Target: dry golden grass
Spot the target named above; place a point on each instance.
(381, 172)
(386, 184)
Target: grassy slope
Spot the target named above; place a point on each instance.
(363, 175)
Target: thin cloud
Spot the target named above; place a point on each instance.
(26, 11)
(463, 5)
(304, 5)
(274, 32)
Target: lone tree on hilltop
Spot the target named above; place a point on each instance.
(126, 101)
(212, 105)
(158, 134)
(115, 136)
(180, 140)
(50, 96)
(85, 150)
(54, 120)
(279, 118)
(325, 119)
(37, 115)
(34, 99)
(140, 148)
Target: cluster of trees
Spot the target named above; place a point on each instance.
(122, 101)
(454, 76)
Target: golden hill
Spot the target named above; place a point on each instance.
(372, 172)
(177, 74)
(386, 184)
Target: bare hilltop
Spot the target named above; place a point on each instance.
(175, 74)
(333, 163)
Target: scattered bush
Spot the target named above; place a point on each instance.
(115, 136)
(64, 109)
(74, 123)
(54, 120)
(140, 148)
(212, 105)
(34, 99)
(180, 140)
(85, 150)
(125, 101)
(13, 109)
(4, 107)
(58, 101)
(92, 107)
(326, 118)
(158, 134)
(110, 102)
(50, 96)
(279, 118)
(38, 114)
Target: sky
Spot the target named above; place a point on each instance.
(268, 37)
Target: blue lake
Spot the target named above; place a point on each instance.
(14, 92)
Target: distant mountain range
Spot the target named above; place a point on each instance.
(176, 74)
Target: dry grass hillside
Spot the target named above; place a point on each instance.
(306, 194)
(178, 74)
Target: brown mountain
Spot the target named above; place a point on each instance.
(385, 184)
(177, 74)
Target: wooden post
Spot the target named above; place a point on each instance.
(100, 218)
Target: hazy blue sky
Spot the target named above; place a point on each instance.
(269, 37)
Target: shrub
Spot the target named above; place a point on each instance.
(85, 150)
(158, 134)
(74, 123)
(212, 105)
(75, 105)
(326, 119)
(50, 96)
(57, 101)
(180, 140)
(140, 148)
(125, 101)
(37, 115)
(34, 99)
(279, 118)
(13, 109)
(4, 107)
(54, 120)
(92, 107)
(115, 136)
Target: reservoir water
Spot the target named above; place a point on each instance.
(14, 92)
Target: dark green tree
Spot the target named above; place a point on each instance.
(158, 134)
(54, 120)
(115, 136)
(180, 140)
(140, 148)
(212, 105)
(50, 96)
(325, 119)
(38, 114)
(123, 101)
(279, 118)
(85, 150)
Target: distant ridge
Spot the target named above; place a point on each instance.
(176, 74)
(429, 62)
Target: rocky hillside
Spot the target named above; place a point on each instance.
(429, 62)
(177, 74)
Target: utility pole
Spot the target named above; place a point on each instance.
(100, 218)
==================================================
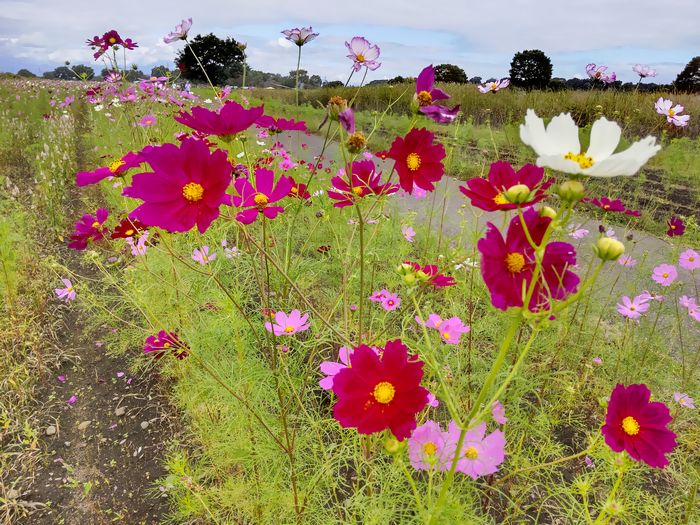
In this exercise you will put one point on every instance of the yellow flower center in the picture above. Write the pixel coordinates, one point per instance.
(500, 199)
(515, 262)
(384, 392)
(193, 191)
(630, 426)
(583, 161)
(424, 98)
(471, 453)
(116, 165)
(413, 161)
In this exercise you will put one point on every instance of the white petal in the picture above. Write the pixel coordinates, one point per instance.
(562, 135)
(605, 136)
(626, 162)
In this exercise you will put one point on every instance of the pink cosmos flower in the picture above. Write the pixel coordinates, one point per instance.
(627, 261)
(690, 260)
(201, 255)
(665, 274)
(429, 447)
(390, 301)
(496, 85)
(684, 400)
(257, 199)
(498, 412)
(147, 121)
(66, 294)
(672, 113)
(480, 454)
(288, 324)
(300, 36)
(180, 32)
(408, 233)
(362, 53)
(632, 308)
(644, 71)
==================================================
DIRECTIVE — How many lines in the rows above contain the word "coordinates"? Reply with the number alone.

TASK ANSWER — 3